_What you are asked to do_:
Could you lay out every line of the items below as a single numbered list, leaving out any blank lines?
━━━━━━━━━━━━━━━━━━━━━━━━━━━━━━
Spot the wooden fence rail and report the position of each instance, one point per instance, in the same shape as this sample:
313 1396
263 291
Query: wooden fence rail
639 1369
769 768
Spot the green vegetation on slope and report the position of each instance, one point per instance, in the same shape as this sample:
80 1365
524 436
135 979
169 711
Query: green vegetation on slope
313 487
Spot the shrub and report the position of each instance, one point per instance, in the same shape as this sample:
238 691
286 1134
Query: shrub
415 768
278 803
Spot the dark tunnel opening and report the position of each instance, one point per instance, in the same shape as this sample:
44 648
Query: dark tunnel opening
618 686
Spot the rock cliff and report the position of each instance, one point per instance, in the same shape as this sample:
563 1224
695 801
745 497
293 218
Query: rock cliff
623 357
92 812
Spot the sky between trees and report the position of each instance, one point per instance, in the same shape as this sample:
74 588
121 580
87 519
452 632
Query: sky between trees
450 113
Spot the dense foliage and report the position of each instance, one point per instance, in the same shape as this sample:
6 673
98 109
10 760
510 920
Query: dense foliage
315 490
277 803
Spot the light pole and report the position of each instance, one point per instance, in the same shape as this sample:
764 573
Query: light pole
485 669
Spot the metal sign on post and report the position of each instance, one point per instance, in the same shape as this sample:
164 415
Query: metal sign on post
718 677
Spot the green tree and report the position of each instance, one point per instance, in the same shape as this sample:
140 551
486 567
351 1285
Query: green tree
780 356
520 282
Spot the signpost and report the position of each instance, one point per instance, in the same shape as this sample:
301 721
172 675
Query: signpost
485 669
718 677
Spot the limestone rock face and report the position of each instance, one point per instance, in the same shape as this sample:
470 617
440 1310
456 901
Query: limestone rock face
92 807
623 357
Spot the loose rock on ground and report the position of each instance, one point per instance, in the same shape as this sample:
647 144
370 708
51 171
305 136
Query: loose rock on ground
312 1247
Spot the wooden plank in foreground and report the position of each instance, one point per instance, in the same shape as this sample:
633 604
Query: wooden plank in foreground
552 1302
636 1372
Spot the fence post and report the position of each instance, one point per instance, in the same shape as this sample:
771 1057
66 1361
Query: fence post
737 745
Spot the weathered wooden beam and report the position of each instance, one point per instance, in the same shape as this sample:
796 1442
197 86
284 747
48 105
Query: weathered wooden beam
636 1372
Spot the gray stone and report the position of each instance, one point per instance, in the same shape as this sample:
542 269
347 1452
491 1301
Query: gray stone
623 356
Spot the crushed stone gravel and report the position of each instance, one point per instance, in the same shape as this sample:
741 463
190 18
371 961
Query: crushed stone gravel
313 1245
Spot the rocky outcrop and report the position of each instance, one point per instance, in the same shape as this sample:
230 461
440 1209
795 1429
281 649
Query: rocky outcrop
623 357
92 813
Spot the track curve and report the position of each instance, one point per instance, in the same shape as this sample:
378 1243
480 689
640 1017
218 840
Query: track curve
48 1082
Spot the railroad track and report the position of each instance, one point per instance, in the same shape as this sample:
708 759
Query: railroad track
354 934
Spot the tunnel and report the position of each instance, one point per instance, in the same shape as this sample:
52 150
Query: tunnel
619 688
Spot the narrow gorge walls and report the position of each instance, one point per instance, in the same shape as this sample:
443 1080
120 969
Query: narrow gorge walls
━━━━━━━━━━━━━━━━━━━━━━━━━━━━━━
_Response_:
1. Spot the wooden fence rail and report the position of each instance, one point per instance, in the same shape as this sample:
2. 313 1396
3. 263 291
4. Query: wooden fence rail
5. 639 1369
6. 769 768
7. Spot the green vegetation on slope and report the position of each instance, one point per instance, in the same shape as this sample:
8. 80 1365
9. 524 436
10. 135 979
11. 169 711
12. Query: green vegetation on slope
13. 313 487
14. Spot the shrub and report the position of each instance, one point per instance, in the same shape as this sample:
15. 238 691
16. 286 1134
17. Query: shrub
18. 415 768
19. 278 803
20. Spot the dark tunnel opening and report the position of each instance, one point per instance, in the same shape as this sample:
21. 44 648
22. Query: dark tunnel opening
23. 618 686
24. Spot the rock cliff and report the position of each instance, one point per instance, in the same shape as this sample:
25. 563 1224
26. 695 801
27. 745 497
28. 293 218
29. Query: rock cliff
30. 623 357
31. 92 812
32. Spot the sky between trees and report the position of each instance, one point per instance, in the same shape as this sample:
33. 74 588
34. 121 580
35. 87 519
36. 452 632
37. Query: sky between trees
38. 450 113
39. Spot the dense foliage and report the position of each instance, one point per instance, in the same shape as this sample:
40. 6 673
41. 98 109
42. 10 760
43. 510 920
44. Query: dense foliage
45. 315 490
46. 277 803
47. Spot the light pole and report the position of each instance, one point per instance, in the same shape as this sample:
48. 764 573
49. Query: light pole
50. 485 669
51. Spot the metal sign on post and report the position of each instance, one point per instance, in the same shape as this sample:
52. 164 415
53. Query: metal sign on post
54. 718 677
55. Spot the green tree and report the position of each instance, one point per instance, in the same shape as this sample:
56. 140 551
57. 486 567
58. 351 1285
59. Query: green tree
60. 780 356
61. 520 282
62. Spot the signpost and report the position of each instance, one point per instance, in the same shape as this sample:
63. 301 721
64. 172 675
65. Query: signpost
66. 485 669
67. 718 677
68. Spot the limestone rock face and report the position of each instance, one point per instance, in the same shape as this sample:
69. 470 617
70. 440 1310
71. 456 901
72. Query: limestone rock face
73. 92 807
74. 623 357
75. Spot the loose rock on ground and report the position of each instance, one point per instance, in the same shape as this sample:
76. 647 144
77. 370 708
78. 51 171
79. 305 136
80. Query: loose rock on ground
81. 312 1247
82. Spot the wooden plank in foreground and report the position of each instance, one point per instance, in the same shape as this sample:
83. 633 604
84. Query: wooden plank in foreground
85. 552 1302
86. 636 1372
87. Spot the fence post and report the position of each instance, one point per instance, in the same shape as this sample:
88. 771 1057
89. 66 1361
90. Query: fence post
91. 737 745
92. Spot the weathered wooden beam and report the position of each instance, one point per instance, in the same shape as this sample:
93. 796 1442
94. 197 86
95. 284 747
96. 48 105
97. Query: weathered wooden beam
98. 636 1372
99. Spot the gray stone and report the position of each instance, one point per instance, in the same shape as this sample:
100. 542 269
101. 347 1452
102. 491 1301
103. Query: gray stone
104. 623 356
105. Spot the crushed stone gravel and report the position of each instance, one point per instance, in the same shape as this sample:
106. 741 463
107. 190 18
108. 371 961
109. Query: crushed stone gravel
110. 313 1245
111. Spot the rocky outcrop and report the position of each instance, one point per instance, in the same shape as this sample:
112. 230 461
113. 440 1209
114. 795 1429
115. 281 649
116. Query: rocky outcrop
117. 623 357
118. 92 813
119. Spot the track curve and report the position of each instance, one point per instance, in the same shape as this sample:
120. 378 1243
121. 480 689
122. 640 1017
123. 218 840
124. Query: track curve
125. 48 1082
126. Spot the railroad track and report the position of each instance, one point per instance, in the same shape as this sample:
127. 708 759
128. Query: railroad track
129. 354 934
130. Spot the tunnel and report the position of each instance, one point per instance, in the same shape as this sample:
131. 52 150
132. Query: tunnel
133. 619 688
134. Spot the narrow gorge walls and report the position of each instance, one point per instance, in the same shape as this sample:
135. 443 1080
136. 120 969
137. Query: narrow gorge walls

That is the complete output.